Pick out each line of the data below that contains the string "stone", and copy those lines.

Extracts from a box-labeled dataset
— begin —

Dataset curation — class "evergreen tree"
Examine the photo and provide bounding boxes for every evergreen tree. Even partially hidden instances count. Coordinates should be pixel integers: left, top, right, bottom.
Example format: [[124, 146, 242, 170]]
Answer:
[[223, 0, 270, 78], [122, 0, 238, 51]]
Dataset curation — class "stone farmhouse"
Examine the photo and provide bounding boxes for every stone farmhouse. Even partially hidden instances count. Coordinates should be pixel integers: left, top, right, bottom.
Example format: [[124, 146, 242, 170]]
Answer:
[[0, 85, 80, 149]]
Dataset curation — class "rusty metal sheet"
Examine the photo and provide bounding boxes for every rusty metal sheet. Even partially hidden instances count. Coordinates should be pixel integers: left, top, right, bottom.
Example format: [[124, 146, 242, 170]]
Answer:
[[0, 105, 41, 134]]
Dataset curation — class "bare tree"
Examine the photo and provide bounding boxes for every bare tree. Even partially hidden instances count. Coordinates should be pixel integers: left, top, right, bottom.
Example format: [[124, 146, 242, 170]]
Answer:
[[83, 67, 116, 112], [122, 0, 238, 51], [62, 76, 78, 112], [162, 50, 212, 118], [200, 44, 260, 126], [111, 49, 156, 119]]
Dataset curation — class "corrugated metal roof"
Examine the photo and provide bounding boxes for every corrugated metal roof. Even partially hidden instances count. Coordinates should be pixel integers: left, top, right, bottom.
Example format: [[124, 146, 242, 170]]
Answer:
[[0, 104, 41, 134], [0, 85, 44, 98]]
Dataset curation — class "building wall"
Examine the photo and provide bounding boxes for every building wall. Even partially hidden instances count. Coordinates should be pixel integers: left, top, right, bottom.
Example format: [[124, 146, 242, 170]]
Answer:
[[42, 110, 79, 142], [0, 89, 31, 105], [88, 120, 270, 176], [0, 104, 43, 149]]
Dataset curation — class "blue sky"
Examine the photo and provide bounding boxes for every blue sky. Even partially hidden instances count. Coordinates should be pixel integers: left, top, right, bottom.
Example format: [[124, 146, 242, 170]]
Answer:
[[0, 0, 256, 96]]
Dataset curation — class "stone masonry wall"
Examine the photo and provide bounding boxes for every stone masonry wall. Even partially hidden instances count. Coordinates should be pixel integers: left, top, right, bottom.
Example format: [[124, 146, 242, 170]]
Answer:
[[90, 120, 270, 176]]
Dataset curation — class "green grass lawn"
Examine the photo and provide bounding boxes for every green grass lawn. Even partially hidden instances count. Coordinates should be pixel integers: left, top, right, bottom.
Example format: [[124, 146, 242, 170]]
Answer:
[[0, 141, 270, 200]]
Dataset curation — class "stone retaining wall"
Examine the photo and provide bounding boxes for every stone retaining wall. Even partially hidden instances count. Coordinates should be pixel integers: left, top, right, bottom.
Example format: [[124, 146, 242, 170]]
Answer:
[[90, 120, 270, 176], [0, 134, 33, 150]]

— end —

> [Answer]:
Dataset curation — class "stone farmhouse"
Examine the photo and provide bounding boxes for every stone farmhouse. Even partially hidden instances count. Coordinates should be pixel integers: left, top, right, bottom.
Dataset curation — class "stone masonry wall"
Examine the photo and provide bounding boxes for every stone masonry wall. Even partially hidden instances count. Coordinates should be pixel integers: left, top, right, bottom.
Dataset curation — class "stone retaining wall"
Examine the photo and provide bounding boxes for every stone retaining wall. Even partially hidden instances count. Coordinates should be pixel integers: left, top, right, bottom.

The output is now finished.